Point annotation entries:
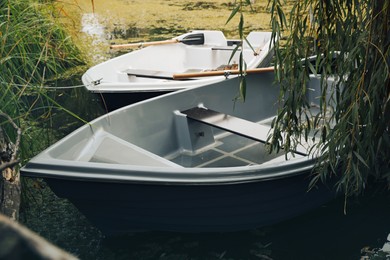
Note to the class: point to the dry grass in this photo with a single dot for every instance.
(171, 15)
(147, 20)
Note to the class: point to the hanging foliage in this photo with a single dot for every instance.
(351, 40)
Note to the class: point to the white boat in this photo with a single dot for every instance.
(149, 71)
(193, 160)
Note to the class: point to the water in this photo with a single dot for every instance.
(324, 233)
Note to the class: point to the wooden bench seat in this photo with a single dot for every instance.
(234, 125)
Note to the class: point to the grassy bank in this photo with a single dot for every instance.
(139, 20)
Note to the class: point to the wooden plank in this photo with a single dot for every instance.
(232, 124)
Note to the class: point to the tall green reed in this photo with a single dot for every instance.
(34, 49)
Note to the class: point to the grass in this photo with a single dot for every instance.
(140, 20)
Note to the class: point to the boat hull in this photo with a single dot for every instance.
(150, 71)
(148, 167)
(118, 208)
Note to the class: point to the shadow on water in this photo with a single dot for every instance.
(323, 233)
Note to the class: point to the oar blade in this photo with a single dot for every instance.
(193, 39)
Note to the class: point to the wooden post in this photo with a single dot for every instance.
(9, 179)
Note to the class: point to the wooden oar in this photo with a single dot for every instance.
(192, 39)
(220, 73)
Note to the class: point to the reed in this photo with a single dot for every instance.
(34, 49)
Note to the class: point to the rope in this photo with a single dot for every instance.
(42, 87)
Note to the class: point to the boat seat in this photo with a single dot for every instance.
(234, 125)
(153, 74)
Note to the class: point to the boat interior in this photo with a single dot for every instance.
(183, 132)
(162, 61)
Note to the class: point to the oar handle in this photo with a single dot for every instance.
(142, 44)
(220, 73)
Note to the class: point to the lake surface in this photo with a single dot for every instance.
(324, 233)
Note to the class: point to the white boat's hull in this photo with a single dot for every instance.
(151, 69)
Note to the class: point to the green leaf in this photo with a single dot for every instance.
(233, 13)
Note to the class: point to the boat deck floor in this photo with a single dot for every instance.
(230, 150)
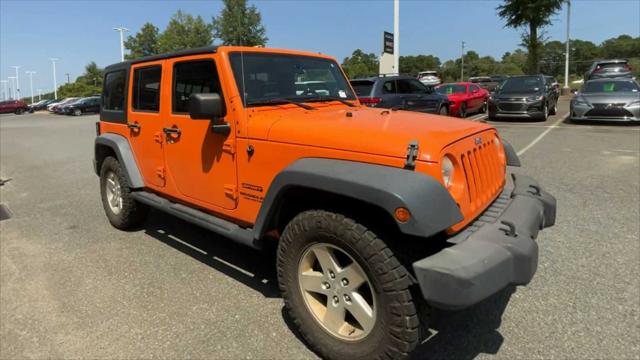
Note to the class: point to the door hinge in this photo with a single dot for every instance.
(231, 191)
(412, 155)
(229, 147)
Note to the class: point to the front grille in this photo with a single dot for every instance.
(481, 167)
(512, 106)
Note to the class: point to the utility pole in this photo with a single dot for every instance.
(55, 86)
(565, 89)
(122, 30)
(396, 36)
(12, 87)
(30, 73)
(462, 63)
(4, 89)
(17, 82)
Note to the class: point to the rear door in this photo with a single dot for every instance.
(145, 121)
(200, 161)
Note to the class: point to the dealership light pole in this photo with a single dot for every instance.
(462, 63)
(396, 36)
(566, 90)
(17, 81)
(122, 30)
(55, 86)
(30, 73)
(4, 89)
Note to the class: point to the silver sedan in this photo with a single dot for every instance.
(607, 99)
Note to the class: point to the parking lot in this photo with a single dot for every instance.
(73, 286)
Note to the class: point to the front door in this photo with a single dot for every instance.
(200, 161)
(145, 121)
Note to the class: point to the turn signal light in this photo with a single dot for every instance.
(402, 214)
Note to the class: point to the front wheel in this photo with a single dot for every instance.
(344, 289)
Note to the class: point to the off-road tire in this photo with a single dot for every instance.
(133, 213)
(396, 329)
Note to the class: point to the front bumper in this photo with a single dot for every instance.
(496, 250)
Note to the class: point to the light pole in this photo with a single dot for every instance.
(4, 89)
(55, 86)
(11, 89)
(396, 36)
(122, 30)
(17, 81)
(462, 63)
(30, 73)
(565, 89)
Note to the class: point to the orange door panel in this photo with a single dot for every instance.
(200, 162)
(145, 121)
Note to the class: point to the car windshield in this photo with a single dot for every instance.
(610, 86)
(522, 84)
(451, 89)
(262, 77)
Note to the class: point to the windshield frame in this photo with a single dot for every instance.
(338, 73)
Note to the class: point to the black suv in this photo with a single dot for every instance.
(528, 96)
(400, 92)
(85, 105)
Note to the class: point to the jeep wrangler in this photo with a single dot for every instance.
(271, 146)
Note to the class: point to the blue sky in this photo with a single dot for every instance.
(79, 31)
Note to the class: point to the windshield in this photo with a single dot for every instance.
(523, 84)
(269, 76)
(610, 86)
(451, 89)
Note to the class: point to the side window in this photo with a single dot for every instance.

* YOUR INSTRUCTIONS
Copy the entries from the line containing "Note to the class: point to the off-road" through the end of the entries, swapping each "windshield" for "windscreen". Keep everything else unchanged.

* EXERCISE SOLUTION
Note to the class: point to the off-road tire in this photo with a single dot for every instance.
(133, 213)
(396, 329)
Note to the class: point to the front bumper in this photo with a single dot for every instance.
(496, 250)
Note to the class: point to the light pole in this photo with a single dot for every instance.
(4, 89)
(55, 86)
(11, 89)
(396, 36)
(122, 30)
(17, 81)
(462, 63)
(30, 73)
(565, 89)
Note to the class: point to the orange door panel in this photo with a single dot for every instance.
(200, 162)
(145, 121)
Note to the class: point to the car windscreen in this photo with a single dot for every instance.
(610, 86)
(522, 84)
(451, 89)
(262, 77)
Note to the class: point to the windscreen frame in this photo with a single dot for every instance.
(338, 73)
Note to the class: point to the black suv in this photo with a single dot for every instance.
(528, 96)
(400, 92)
(85, 105)
Note to the class: point to the jeep wrangler in this photo with a single dot for every instance.
(271, 146)
Note to the class: point to the blue sky in this photo with a single dot for every instance.
(79, 31)
Note to the class: point to the windscreen in this photo with a single dot for every instance.
(523, 84)
(269, 76)
(610, 86)
(451, 89)
Note to the class: point to the side window in this photo with a single dot for every instance.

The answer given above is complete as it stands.